_Material_:
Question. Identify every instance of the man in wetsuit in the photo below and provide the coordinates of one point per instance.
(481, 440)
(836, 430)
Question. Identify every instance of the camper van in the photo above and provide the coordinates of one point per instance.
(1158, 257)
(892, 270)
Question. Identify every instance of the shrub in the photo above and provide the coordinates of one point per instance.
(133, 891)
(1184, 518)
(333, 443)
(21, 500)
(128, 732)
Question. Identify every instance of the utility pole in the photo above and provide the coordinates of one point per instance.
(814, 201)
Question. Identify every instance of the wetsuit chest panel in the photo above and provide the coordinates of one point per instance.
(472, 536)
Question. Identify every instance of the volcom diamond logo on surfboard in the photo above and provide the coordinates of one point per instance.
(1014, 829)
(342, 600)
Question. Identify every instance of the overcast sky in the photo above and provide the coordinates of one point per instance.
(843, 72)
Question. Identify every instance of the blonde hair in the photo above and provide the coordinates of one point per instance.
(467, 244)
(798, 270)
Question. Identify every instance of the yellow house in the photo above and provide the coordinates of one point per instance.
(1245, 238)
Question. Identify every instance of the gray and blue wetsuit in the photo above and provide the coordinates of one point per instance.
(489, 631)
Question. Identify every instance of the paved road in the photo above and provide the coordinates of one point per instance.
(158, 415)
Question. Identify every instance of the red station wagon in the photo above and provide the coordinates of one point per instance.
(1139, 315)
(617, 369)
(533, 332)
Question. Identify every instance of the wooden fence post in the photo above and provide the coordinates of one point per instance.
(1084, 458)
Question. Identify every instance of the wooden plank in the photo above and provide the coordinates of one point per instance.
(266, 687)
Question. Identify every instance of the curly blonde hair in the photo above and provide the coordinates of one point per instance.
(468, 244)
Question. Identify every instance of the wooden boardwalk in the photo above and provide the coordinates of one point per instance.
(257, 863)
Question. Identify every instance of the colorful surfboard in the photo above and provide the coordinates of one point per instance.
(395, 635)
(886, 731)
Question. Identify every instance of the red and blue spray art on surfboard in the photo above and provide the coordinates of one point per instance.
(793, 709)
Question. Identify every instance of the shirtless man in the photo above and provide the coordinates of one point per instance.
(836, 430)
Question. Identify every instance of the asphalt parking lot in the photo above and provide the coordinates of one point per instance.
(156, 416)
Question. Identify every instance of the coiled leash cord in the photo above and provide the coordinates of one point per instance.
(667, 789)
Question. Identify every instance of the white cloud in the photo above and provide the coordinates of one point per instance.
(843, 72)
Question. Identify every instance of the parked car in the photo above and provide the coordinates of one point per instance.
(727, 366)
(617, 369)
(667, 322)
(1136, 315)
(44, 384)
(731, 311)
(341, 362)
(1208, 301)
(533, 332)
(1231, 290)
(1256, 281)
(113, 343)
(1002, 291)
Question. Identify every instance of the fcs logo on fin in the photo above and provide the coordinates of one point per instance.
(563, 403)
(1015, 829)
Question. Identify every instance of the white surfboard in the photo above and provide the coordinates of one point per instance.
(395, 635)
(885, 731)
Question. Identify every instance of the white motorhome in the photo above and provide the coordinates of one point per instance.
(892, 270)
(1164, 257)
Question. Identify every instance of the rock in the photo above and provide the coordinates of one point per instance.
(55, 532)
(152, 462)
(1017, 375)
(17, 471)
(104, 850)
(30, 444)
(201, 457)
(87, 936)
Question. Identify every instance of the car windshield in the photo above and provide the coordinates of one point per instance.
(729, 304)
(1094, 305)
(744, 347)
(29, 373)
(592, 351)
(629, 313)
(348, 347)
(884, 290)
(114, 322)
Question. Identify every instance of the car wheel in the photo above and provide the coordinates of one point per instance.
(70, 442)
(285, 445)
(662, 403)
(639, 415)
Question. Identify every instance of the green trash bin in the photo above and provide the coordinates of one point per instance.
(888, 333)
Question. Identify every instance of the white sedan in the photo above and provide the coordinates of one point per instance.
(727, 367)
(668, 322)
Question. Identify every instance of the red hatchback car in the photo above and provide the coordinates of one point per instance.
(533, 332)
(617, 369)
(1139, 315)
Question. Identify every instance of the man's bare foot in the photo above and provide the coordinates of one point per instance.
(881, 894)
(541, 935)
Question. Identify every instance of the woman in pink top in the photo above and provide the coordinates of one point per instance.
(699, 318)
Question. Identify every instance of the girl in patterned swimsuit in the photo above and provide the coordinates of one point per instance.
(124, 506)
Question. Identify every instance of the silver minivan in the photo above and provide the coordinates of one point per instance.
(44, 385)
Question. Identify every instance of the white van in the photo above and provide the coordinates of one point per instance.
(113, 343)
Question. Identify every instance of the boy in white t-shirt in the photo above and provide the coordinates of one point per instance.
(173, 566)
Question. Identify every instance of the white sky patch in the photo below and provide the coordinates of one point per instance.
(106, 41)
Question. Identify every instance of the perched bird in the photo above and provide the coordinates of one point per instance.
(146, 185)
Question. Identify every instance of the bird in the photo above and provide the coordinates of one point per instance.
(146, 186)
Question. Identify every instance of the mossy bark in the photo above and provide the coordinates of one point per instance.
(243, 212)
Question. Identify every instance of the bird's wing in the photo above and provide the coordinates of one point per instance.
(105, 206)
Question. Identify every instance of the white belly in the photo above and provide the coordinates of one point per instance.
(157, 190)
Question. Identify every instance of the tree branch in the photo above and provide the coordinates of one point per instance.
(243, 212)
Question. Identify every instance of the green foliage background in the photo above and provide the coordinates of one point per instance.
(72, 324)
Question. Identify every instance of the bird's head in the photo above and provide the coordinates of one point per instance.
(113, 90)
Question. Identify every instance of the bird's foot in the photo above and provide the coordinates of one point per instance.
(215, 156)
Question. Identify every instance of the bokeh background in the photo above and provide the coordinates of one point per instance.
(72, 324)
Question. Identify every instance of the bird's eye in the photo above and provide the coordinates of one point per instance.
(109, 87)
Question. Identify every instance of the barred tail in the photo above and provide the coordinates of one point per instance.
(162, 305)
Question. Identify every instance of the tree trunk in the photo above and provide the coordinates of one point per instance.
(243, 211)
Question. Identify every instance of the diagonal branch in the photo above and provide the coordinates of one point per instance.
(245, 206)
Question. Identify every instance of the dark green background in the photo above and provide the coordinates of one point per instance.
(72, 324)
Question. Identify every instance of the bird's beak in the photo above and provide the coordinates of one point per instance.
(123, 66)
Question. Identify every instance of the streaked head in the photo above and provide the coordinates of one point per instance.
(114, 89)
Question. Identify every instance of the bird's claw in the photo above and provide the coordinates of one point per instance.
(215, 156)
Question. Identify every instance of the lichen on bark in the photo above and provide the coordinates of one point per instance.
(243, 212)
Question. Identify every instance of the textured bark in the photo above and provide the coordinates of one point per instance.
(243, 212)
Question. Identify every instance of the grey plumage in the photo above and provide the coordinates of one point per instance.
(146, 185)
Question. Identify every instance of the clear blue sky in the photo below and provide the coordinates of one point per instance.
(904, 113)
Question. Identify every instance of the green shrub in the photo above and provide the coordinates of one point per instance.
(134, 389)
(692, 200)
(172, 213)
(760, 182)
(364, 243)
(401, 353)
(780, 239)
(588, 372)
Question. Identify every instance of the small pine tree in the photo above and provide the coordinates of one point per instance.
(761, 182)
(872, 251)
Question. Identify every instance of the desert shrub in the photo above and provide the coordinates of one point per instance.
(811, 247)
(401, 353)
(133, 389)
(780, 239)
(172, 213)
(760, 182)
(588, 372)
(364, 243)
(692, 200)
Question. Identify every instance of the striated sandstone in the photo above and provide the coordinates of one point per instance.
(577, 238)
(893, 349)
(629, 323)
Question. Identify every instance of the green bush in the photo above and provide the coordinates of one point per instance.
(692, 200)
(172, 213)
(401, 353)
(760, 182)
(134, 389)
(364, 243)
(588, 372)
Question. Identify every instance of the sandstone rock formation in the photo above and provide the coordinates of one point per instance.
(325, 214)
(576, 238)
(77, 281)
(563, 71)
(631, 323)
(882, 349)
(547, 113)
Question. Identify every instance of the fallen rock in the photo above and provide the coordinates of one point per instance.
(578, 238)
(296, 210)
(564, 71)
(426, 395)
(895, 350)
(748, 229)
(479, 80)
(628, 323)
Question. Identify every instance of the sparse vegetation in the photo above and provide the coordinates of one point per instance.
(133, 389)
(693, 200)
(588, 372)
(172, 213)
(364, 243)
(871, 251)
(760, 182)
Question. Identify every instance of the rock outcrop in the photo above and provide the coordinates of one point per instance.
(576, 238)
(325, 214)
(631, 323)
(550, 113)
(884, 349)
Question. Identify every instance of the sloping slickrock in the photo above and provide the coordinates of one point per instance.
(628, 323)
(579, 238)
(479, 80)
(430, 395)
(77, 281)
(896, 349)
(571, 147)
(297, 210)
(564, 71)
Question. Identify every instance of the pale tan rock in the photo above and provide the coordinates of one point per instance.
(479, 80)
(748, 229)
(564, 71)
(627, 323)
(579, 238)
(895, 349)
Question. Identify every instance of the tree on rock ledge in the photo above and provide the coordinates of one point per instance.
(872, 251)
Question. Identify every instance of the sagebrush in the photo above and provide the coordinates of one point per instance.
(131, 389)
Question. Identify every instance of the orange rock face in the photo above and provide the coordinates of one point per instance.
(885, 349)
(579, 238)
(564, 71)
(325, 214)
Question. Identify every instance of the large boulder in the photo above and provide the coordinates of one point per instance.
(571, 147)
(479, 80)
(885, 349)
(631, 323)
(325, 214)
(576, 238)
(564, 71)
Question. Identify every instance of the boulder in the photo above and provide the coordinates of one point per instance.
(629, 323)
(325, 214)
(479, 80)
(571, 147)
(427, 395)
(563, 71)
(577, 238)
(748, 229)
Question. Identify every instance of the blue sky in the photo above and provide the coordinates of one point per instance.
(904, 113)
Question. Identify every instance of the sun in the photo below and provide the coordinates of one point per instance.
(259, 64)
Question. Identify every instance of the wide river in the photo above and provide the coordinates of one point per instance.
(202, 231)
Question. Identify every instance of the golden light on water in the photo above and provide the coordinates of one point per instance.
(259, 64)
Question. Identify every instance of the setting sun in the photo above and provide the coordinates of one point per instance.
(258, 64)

_Exercise instructions_:
Rewrite the lines of the entries above as a JSON list of strings, one string per line and no blank lines, beginning at the line that contains "Question. Identify every instance of the white motorhome" and stopping after the line that contains "(1164, 257)".

_Output for this exercise_:
[
  "Question. Identify every instance of the white motorhome in the photo above and provide the coordinates of one point per instance.",
  "(892, 270)",
  "(1164, 257)"
]